**What needs to be done:** Copy every line of the items below word for word, without changing anything.

**Source data:**
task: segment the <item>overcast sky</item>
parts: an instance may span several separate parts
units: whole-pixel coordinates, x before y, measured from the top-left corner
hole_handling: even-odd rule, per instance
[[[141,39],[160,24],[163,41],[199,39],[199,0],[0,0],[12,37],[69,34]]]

**In response:**
task: segment the <item>overcast sky</item>
parts: an instance may span several separate parts
units: whole-pixel coordinates, x before y, measured from the top-left corner
hole_handling: even-odd rule, per instance
[[[141,39],[160,24],[163,41],[199,39],[199,0],[0,0],[12,37],[69,34]]]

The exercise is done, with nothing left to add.